--- Quoted passage ---
Emergency communications must be out of harm’s way
By Tony Bardo
On the Breezy Point Peninsula in Queens, N.Y., there aren’t many houses that were spared by Superstorm Sandy. What with the wind and the flooding and a six-alarm fire that consumed 111 homes, there are few that made it through unscathed. But even in these few, more than 100 days after the storm has passed, you won’t hear a dial-tone. The storm took out the telephone lines, just as it took out the power and disrupted plumbing and septic systems. According to Habitat for Humanity’s Jim Killoran, who is still on the ground helping people rebuild, there are areas in New York City that may never see wireline telephone service again.
Hurricane Sandy was unpredictable because it was a disaster; but what happens in a disaster is not unpredictable. Power is cut. Communications are severed. And emergency responders must operate in a new and unfamiliar environment. In the immediate aftermath of a disaster, communications are essential to locate areas of crises, coordinate the response, and manage resources. The United States government understands this, which is why it is constructing a nationwide public-safety broadband network through the First Responders Network Authority, or FirstNet.
Every disaster threatens communications networks. Whether its hurricanes, floods, or earthquakes—or non-natural events—all ground infrastructure such as power lines, cellular base stations, fiber-optic cables and telephone lines are vulnerable to severe damage. First responders prepare for these disruptions by establishing back-up communications networks. Rather than contracting only with one provider, the agency also might contract with a second. But unless the back-up employs a true alternate-path technology, i.e., one that does not rely on terrestrial links (whether fixed or wireless), then both are still susceptible to disruptions on the ground.
The only way to guarantee that first responders have working communications after a disaster is to establish a path-diverse back-up network based on satellite technology. To do this, the government must integrate a fixed satellite service component into FirstNet. Satellite communication is not vulnerable to terrestrial disasters since the communications hub is either onboard the satellite itself (at approximately 24,000 miles above ground in geostationary orbit), or distant from the disaster in a well-protected facility.

--- Information ---

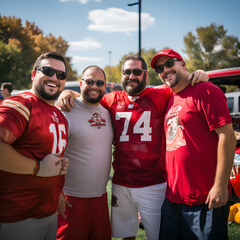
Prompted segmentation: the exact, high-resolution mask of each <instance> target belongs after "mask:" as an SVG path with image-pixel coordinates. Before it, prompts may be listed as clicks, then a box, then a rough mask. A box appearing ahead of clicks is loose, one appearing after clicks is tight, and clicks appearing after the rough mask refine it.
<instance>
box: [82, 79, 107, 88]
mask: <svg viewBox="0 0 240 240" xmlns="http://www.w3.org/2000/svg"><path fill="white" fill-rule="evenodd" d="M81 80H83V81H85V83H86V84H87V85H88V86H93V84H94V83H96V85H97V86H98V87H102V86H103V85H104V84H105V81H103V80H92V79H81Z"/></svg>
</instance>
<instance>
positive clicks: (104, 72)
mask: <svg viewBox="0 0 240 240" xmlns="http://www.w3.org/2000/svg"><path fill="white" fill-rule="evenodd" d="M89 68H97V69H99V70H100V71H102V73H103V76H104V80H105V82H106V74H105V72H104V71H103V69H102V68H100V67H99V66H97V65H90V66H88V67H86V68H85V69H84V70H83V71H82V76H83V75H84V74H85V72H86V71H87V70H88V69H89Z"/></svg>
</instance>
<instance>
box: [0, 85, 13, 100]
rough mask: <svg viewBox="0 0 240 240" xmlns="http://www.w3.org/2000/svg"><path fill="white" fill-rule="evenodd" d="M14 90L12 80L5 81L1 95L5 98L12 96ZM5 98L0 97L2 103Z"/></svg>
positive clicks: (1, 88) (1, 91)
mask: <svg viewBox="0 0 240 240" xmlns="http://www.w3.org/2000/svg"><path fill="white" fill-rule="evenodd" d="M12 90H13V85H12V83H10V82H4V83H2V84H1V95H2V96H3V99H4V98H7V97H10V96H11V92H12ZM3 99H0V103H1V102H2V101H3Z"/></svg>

* * *

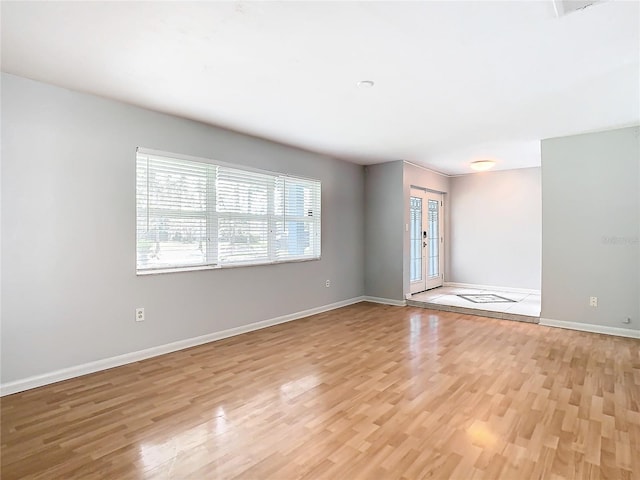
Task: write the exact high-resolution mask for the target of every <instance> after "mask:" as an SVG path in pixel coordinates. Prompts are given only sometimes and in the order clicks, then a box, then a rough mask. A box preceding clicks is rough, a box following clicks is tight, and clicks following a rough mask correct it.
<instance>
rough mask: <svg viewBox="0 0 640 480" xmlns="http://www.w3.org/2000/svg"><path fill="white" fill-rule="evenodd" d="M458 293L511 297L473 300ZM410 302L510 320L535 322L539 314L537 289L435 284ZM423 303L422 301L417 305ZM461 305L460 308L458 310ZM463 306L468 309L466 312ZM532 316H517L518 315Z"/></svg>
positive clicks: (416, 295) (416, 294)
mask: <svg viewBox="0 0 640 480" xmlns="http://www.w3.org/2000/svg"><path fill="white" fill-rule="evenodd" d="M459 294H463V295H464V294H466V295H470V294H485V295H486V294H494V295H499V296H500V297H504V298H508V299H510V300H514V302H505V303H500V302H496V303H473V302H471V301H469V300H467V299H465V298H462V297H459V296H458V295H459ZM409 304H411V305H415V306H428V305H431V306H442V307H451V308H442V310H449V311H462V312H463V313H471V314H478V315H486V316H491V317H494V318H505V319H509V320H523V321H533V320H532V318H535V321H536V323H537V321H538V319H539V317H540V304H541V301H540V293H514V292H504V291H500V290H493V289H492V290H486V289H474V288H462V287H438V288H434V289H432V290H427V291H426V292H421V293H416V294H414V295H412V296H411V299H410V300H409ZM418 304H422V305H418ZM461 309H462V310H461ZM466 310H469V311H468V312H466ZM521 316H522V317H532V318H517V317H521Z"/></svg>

--

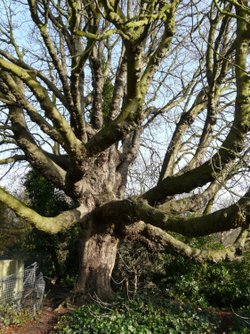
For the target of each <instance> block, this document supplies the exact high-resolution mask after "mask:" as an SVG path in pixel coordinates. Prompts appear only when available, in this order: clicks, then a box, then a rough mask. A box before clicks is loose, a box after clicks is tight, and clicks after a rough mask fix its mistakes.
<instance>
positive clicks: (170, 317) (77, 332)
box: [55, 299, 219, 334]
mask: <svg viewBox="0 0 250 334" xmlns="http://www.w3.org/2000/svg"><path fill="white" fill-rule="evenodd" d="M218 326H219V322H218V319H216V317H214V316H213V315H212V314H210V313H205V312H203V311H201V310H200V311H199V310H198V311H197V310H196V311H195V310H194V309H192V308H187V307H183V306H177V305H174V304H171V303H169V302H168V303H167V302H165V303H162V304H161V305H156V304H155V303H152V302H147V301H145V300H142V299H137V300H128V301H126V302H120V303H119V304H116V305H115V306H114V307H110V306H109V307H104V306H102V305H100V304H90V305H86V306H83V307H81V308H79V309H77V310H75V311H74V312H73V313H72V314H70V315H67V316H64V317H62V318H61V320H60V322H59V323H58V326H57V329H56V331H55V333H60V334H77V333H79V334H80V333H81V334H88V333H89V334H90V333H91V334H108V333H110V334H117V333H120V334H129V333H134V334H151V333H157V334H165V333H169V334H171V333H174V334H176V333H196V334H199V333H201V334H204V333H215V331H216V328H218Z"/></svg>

--- Problems and tasks ---
1. In the piece on emergency communications, shorten the paragraph that begins "Every disaster threatens communications networks" into a bulleted list that keeps its main facts.
2. Write the next part of the piece on emergency communications, starting right after its final sentence.

--- Replies ---
1.
- Every disaster, natural (hurricanes, floods, earthquakes) or not, threatens communications networks.
- All ground infrastructure is vulnerable to severe damage: power lines, cellular base stations, fiber-optic cables and telephone lines.
- First responders prepare by setting up back-up networks, for example by contracting with a second provider as well as the first.
- Unless the back-up uses a true alternate-path technology that doesn't rely on terrestrial links, fixed or wireless, both networks can still be knocked out on the ground.

2.
Today’s satellite broadband technology has reached performance- and cost-competitiveness with mainstream DSL services, and is routinely combined with wireless mobility applications for many enterprises, such as for Wi-Fi security. It offers the capability of transmitting the same high-speed data and information—including video—that first responders have come to expect from modern broadband connections, and its reliability has broken through the “overcast barrier” that plagued many home satellite dishes in the past. Today, satellite is the communications standard for critical missions in hostile environments, from the battlefields of Afghanistan to the foot-soldiers patrolling the border—and now, the neighborhoods of Breezy Point.
The nation depends on its first responders, but it’s up to us to arm them with the tools they need to get their jobs done. Our first responders cannot do what they do best—save lives—without the vital communications networks needed to make it happen. The government created the FirstNet program to address the challenge of emergency communications. Now, it’s critical to ensure that this network is out of harm’s way.
Tony Bardo is assistant vice president for government solutions at Hughes.